## Passage provided
====================
Automating the Creation of Data-Rich Business Documents with Word 2007 and Visual Basic 2005

 

Automating the Creation of Data-Rich Business Documents with Word 2007 and Visual Basic 2005

Ed Robinson, Intergen Ltd

Updated: March 2007

Applies to:
   Visual Basic 2005
   Word 2007

Summary: In Word, automation is a great mechanism for populating business documents (like invoices and reports) with data from backend systems. Learn three useful methods for populating Word documents with data. (11 printed pages)

Download the associated WordAutomationSample.exe sample code.

Contents

Introduction
Understanding How Word Automation works
What's in the Sample?
Fundamental Automation Techniques
Populating Documents with Data
VBA, Automation, and VSTO
Conclusion

Introduction

Visual Basic has always been the premier language for Microsoft Word automation. Word automation is a technique for "remote controlling" Word to start, load a document, add content, print, save and exit. Because Word is a fantastic tool for creating rich documents, automation is a natural technique for mechanizing the production of great looking reports, invoices, letters and other documents that combine structured data with unstructured content.

That said, automating Word to create data-rich business documents has long been a black art—a tedious process of trial and error full of crashes and reboots. Thankfully, enhancements in Visual Basic 2005 and Word 2007 make the process of populating invoices and updating reports with data from back-end systems a whole lot easier and more fun.

Word 2007 is more programmable than ever before with support for Visual Basic for Applications (VBA), Visual Studio Tools for Office (VSTO), and automation. The Word application itself is also more robust and easier to program. Visual Basic 2005 is a natural complement for Word 2007 with excellent support for interoperating with COM-based Office applications, powerful debugging, and an awesome editing environment. This combination of robustness in Word and great programming features in Visual Basic 2005 makes for a great RAD experience and enables Visual Basic programmers to create enhanced applications that will drive the next wave of productivity improvements for information workers.

Understanding How Word Automation works

Microsoft Word 2007 is a COM application and can be automated using a COM object library installed with Word. If you've had experience writing VBA Word macros, many of the objects used in automation will be familiar to you since VBA uses the same object library. Because Visual Basic 2005 has great support for COM Interop, the process for automating word is straightforward. To make programming even easier, Visual Basic 2005 includes F1 help for most of the objects in the Word 2007 library. The only limitation is that the help library is one version behind, targeting Word 2003. When writing the sample code for this article, we found it useful to refer to the latest online documentation, which can be found on MSDN: http://msdn2.microsoft.com/en-us/library/bb244515.aspx.

To automate Word

  1. Create a word application object.
====================
## Given data
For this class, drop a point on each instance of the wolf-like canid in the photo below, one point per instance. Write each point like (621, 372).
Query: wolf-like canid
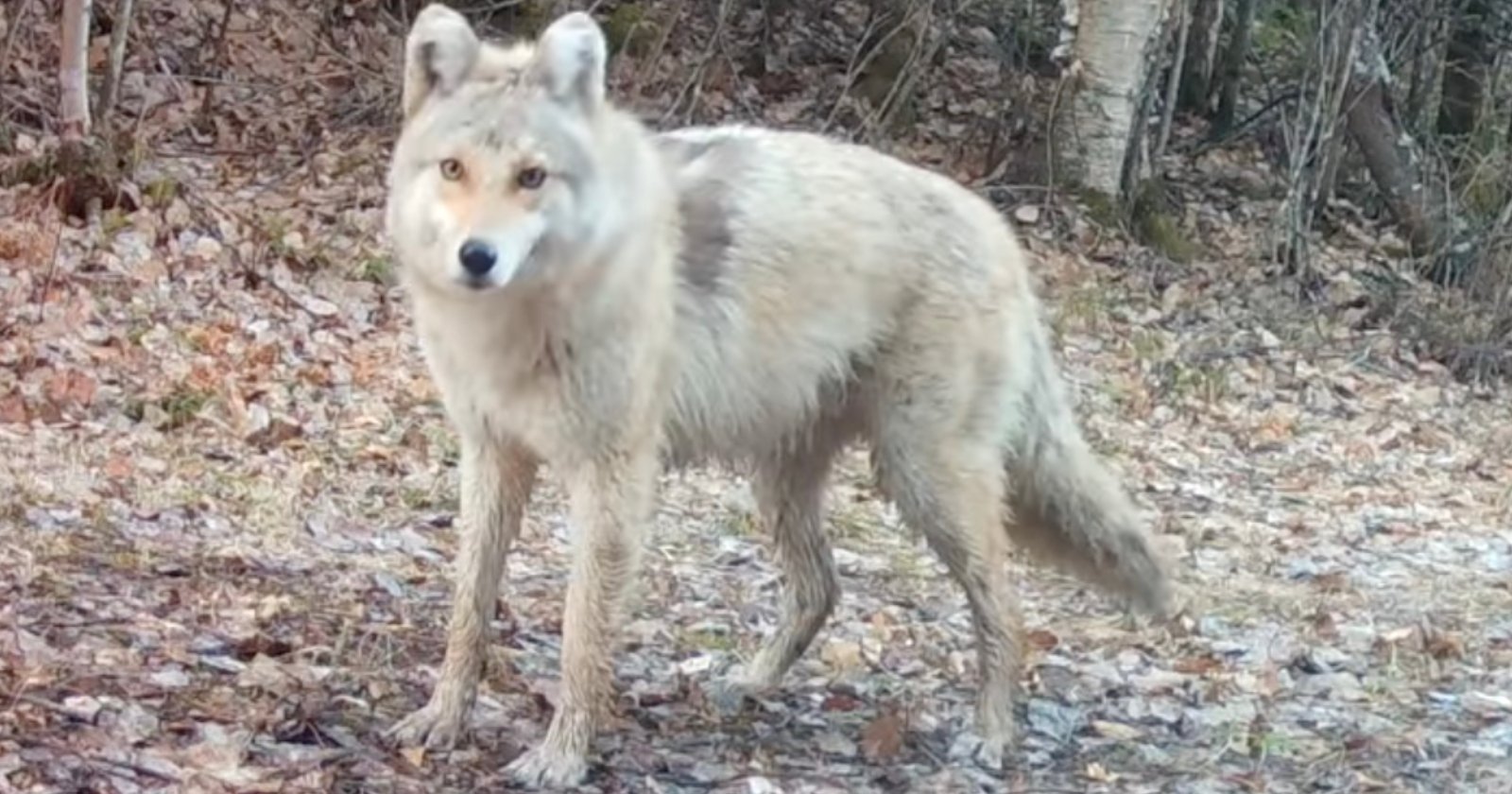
(610, 302)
====================
## Set tasks
[1] Name every section heading given in the Contents list of the Word automation article.
[2] Extend the Word automation article, picking up right after the step "Create a word application object."
The listing above comes from a different source than the Word automation article.

## Task responses
[1]
Introduction
Understanding How Word Automation works
What's in the Sample?
Fundamental Automation Techniques
Populating Documents with Data
VBA, Automation, and VSTO
Conclusion

[2]
  2. Create a new document (or open an existing document).
  3. Update the content.
  4. Print, save or mail merge the document

The Word object model has almost 300 objects, but in practice there are only four objects with which you should be familiar:

  • Application object
  • Document object
  • Paragraph object
  • Selection object

Application Object

The Application object represents the Word 2007 application itself. Creating an Application object is the first step in automation. When you create an Application object, a new instance of Word is started, enabling you to programmatically work with documents. Although Word can stay hidden during the automation process, most programmers choose to make Word visible so that users can see documents dynamically update. Only one instance of the application object needs to be created; you can use this single instance to work with multiple documents.

Document Object

After creating the Application object, the next step is to create or load one or more Document objects. The Document object represents a document in Word and you can programmatically add content just as you would when using Word in everyday situations.

Paragraph Object

Every document contains one or more paragraphs of content. In the automation programming model, a Paragraph object is used to represent each of these paragraphs. A paragraph can contain text, fields, a table or picture. Navigating the paragraphs in a document helps with placing your content in exactly the right place.

Selection Object

The Selection object represents the area of content currently selected in Word. If nothing is selected, it represents where the insertion point is located. The selection object is used to add content at the insertion point—either overwriting the current selection or inserting new. Although similar to the paragraph object, many programmers find the Selection object easier to use when adding content to a document and has two important differences to the Paragraph object:

  • The Selection object is a member of the application object, not the document object. This reflects that the application has a single "active" document with a single insertion point at any one time.
  • The Selection object cannot be created. Instead, the Application object always contains a single Selection object that can be used without explicitly creating it.
Note   For more information on these and other members of the Word object model, see the MSDN article Word Object Model Overview.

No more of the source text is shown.